* **DESCRIPTION OF THE TASK**
Copy out every one of the records below word for word, keeping each line unchanged and in its original order.

* **DATA SUPPLIED**
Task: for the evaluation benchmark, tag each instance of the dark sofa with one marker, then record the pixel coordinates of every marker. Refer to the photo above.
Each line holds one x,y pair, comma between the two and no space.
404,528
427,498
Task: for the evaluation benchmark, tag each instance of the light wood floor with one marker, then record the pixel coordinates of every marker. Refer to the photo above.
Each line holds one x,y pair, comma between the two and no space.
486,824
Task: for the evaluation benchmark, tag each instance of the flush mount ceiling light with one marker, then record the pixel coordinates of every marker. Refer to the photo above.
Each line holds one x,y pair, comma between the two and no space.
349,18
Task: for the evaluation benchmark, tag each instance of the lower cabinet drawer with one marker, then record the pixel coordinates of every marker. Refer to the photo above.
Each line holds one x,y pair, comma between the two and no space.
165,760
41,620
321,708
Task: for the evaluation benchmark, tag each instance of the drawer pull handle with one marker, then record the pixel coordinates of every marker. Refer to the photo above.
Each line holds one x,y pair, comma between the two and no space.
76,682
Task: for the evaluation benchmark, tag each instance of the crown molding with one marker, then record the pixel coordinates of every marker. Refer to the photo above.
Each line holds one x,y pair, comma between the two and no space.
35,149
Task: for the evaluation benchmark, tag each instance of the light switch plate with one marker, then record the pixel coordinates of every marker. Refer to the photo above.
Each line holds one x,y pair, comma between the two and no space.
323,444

* **THE COMPLETED TASK**
Task: for the evaluation benchmark, tag each instance of the dark sofa with one marker, then record the pixel coordinates of every marker. Refer to the photo above.
Each line holds one x,y pair, comma between the two and no space.
404,528
427,498
Task: for the evaluation benchmark, tag each instance of the light wood floor with one marker, then record the pixel coordinates of every marker. Refer to the photo above.
Each line holds one x,y pair, comma between the two and no space.
486,824
Task: for the evaluation benchmark, tag each instance of the flush mount ceiling light with one marker, then record the pixel coordinates of every marker. Refer to the photo above.
Each line holds one x,y pair, comma between the two and no space.
349,18
Task: for the evaluation benchmark, tag each instance of the lower cabinet drawer with one marker, then record the pixel coordinates of every marker. Refer to the photo above.
Each line holds one x,y pair, comma between the two and no space.
165,760
41,620
321,708
Task: for the evaluation benchmark, tag each instance of the drawer pull handle with one marker, then record the pixel coordinates of every marker. Refer to the photo above.
Each line holds one x,y pair, comma between the two and no space.
76,682
Task: for the evaluation benchmark, tag each instance of the crown molding with one marker, then record the pixel coordinates of every marker. Refer to the photo above.
Each line holds one x,y pair, comma between the two and no space.
35,149
Task: for the evaluation benchmark, tag each instance of the light switch plate with one marker, then record the pixel coordinates of every marker. Refer to the photo above.
Each line holds one x,y pair, comma between the two and no space.
323,444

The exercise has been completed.